Dataset excerpts
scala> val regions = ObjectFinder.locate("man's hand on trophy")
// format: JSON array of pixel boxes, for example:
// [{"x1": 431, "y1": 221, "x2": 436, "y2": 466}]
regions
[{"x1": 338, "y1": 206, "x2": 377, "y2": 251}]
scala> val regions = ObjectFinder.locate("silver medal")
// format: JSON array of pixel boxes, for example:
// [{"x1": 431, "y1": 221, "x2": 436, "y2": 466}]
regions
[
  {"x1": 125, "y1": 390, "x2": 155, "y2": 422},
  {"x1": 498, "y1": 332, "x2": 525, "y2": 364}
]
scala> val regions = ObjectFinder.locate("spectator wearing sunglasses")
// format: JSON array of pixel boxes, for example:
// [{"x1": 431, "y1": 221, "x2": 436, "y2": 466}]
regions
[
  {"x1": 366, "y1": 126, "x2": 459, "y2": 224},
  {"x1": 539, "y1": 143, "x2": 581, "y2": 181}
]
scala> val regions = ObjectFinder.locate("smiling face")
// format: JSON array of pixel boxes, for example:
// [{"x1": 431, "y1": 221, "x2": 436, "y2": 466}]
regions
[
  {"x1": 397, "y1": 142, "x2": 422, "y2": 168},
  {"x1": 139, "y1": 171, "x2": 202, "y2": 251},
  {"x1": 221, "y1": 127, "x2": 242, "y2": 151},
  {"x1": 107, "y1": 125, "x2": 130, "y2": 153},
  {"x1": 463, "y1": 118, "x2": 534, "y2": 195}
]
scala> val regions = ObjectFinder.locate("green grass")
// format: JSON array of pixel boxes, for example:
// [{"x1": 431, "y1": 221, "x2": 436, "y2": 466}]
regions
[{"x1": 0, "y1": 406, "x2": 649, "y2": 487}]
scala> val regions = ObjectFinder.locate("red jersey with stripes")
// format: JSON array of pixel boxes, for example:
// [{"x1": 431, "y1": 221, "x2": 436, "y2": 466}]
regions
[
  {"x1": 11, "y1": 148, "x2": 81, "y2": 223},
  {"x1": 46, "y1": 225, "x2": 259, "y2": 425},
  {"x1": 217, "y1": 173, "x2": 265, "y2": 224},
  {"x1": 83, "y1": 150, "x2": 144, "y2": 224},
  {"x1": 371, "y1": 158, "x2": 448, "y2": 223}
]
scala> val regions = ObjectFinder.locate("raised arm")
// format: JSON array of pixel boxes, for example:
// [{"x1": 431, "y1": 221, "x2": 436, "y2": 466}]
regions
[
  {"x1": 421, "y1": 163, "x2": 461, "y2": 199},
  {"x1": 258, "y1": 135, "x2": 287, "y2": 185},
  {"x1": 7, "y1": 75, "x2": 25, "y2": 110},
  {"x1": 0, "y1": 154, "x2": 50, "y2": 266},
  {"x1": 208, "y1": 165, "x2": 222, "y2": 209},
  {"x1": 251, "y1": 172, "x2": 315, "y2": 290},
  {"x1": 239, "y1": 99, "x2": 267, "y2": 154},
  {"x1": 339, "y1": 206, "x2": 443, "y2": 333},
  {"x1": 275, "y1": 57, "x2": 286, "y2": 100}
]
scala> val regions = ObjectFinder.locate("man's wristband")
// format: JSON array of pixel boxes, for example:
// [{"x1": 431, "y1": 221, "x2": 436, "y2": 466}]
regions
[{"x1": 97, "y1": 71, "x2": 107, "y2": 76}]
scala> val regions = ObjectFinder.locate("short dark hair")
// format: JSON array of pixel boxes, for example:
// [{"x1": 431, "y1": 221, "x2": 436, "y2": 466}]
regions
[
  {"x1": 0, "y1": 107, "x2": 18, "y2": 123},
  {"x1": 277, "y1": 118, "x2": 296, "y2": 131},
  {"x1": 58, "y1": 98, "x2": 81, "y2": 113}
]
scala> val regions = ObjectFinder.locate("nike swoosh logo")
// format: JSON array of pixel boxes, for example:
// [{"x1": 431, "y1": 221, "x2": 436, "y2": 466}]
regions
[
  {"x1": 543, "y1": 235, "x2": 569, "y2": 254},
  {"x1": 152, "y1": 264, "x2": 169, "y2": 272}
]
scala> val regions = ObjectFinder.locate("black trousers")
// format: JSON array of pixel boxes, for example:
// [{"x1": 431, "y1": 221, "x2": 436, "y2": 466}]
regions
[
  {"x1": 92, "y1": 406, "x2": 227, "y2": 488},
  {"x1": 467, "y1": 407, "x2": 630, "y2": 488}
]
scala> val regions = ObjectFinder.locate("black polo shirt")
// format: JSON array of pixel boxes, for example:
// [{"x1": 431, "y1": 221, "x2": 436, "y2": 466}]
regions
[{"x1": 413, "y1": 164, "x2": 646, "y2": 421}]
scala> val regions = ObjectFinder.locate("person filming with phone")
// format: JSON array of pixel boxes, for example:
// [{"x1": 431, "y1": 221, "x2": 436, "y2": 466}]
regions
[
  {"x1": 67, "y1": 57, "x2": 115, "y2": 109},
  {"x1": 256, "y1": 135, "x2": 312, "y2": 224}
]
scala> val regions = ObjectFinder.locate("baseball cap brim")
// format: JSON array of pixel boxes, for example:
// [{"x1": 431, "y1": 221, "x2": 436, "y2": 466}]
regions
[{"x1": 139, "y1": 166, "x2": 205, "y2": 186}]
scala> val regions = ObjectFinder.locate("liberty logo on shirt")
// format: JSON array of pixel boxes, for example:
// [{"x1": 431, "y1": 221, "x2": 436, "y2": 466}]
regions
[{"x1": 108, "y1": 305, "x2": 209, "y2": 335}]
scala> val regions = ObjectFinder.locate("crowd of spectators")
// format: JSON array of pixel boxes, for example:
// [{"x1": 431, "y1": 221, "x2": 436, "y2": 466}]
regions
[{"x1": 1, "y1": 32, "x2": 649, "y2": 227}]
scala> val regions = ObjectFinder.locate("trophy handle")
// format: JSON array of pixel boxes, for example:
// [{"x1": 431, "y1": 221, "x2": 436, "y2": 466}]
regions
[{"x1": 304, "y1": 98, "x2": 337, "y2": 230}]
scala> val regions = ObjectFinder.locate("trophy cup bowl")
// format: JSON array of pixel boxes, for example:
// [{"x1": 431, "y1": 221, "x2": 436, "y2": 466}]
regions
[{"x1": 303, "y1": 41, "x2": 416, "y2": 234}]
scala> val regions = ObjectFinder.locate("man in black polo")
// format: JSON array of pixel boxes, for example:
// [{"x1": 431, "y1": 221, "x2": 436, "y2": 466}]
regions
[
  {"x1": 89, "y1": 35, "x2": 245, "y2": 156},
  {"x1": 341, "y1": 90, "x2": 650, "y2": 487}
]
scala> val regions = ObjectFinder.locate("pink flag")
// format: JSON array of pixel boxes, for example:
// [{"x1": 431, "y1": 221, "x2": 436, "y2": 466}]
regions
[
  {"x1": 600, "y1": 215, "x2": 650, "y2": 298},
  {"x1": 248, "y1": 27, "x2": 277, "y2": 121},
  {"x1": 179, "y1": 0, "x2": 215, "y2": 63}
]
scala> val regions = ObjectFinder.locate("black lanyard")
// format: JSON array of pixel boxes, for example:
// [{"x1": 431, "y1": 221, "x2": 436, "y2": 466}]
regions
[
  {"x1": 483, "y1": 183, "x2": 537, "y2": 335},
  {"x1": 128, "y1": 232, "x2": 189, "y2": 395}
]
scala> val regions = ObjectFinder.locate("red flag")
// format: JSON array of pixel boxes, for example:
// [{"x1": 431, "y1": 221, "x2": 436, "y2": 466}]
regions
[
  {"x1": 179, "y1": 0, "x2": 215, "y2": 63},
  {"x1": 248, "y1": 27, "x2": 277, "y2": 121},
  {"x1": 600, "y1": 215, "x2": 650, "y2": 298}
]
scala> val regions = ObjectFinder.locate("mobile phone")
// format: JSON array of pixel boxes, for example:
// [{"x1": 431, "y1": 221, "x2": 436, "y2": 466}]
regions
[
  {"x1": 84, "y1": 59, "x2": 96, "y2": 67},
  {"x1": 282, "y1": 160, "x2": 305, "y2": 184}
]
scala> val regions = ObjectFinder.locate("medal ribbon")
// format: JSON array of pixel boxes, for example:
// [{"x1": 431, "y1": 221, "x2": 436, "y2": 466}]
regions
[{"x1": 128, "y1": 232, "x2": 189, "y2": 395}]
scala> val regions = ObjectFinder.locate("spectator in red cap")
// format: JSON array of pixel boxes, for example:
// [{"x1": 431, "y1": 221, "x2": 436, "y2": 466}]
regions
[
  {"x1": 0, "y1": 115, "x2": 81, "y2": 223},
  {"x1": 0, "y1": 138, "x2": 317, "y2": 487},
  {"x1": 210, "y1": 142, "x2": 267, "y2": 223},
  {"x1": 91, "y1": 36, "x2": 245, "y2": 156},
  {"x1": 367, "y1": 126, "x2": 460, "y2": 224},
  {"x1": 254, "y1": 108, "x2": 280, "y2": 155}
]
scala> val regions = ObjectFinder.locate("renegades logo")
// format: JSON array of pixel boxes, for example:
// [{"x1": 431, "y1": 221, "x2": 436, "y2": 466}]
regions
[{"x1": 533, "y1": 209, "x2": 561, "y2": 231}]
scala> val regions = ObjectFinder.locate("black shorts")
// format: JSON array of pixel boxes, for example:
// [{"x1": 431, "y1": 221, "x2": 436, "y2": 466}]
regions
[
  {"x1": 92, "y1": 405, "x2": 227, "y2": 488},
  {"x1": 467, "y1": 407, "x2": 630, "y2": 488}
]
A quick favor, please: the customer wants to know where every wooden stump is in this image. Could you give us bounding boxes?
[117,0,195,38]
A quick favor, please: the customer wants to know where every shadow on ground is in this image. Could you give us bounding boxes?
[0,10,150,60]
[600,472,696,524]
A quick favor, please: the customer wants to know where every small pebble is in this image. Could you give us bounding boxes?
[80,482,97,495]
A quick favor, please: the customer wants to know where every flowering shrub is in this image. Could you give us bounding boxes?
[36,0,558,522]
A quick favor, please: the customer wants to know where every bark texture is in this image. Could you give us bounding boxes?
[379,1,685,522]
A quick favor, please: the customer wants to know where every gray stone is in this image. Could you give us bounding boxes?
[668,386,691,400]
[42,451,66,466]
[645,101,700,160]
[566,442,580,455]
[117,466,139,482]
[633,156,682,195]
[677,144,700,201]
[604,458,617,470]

◆ **Task details**: Tally up how many lines in the records contain the string "logo". Answer with that figure only.

◆ **Result for this task**: 3